| REQUIRED WORK |
Of the records below, reproduce only the span that opens with the line containing "Where can the gray" and closes with the last line.

** TASK DATA follows **

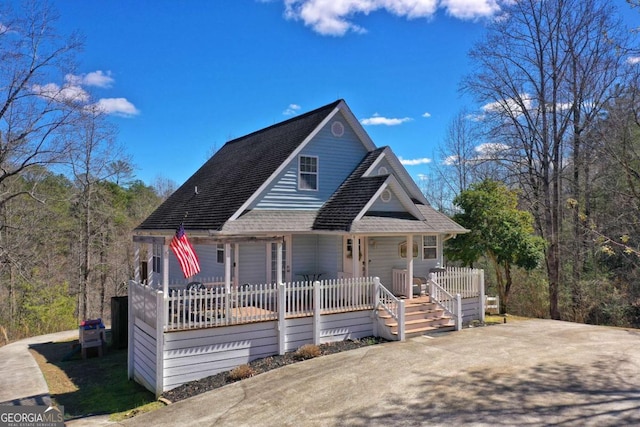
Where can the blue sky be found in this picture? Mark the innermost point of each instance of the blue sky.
(180, 78)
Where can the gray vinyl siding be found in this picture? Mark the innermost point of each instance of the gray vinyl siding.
(304, 254)
(337, 158)
(209, 268)
(330, 256)
(384, 256)
(316, 254)
(392, 205)
(253, 263)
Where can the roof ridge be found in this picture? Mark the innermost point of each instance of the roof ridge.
(286, 122)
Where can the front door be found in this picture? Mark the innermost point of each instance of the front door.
(272, 261)
(348, 252)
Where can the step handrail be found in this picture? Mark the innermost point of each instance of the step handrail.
(391, 304)
(450, 303)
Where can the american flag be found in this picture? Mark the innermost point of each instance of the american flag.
(185, 253)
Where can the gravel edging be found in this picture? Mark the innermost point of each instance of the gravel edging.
(259, 366)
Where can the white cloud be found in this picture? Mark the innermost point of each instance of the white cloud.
(95, 78)
(510, 106)
(377, 120)
(117, 106)
(331, 18)
(66, 93)
(73, 91)
(470, 9)
(414, 162)
(490, 148)
(451, 160)
(99, 79)
(335, 17)
(291, 110)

** End of TASK DATA **

| ANSWER TO THE PROBLEM |
Where can the gray vinyl siding be found in this picture? Mark the innermost point of each instance of the gray vinyl siding.
(304, 254)
(337, 158)
(209, 268)
(330, 256)
(384, 256)
(316, 254)
(392, 205)
(253, 263)
Where can the roof ridge be found in this picture? Mark the innermost point of each instance of the roof ridge.
(286, 122)
Where can the front door be found in this picture? Mark the innermost point of each instance of the front door.
(272, 261)
(348, 252)
Where can the step handrail be found in this picture? Mark the innermost point of each instance of the step handrail.
(391, 304)
(450, 303)
Where can the american flag be found in this picture? Mark the innermost point of each instance of the american flag.
(185, 253)
Where can the gravel edging be found in this picture? Mark the innermost point of each instance of the gravel edging.
(259, 366)
Where can the white cloud be found in this picture? Mark the innermost point of each instance of the white cloud.
(95, 78)
(510, 106)
(377, 120)
(117, 106)
(331, 18)
(66, 93)
(73, 91)
(470, 9)
(414, 162)
(490, 148)
(451, 160)
(99, 79)
(335, 17)
(291, 110)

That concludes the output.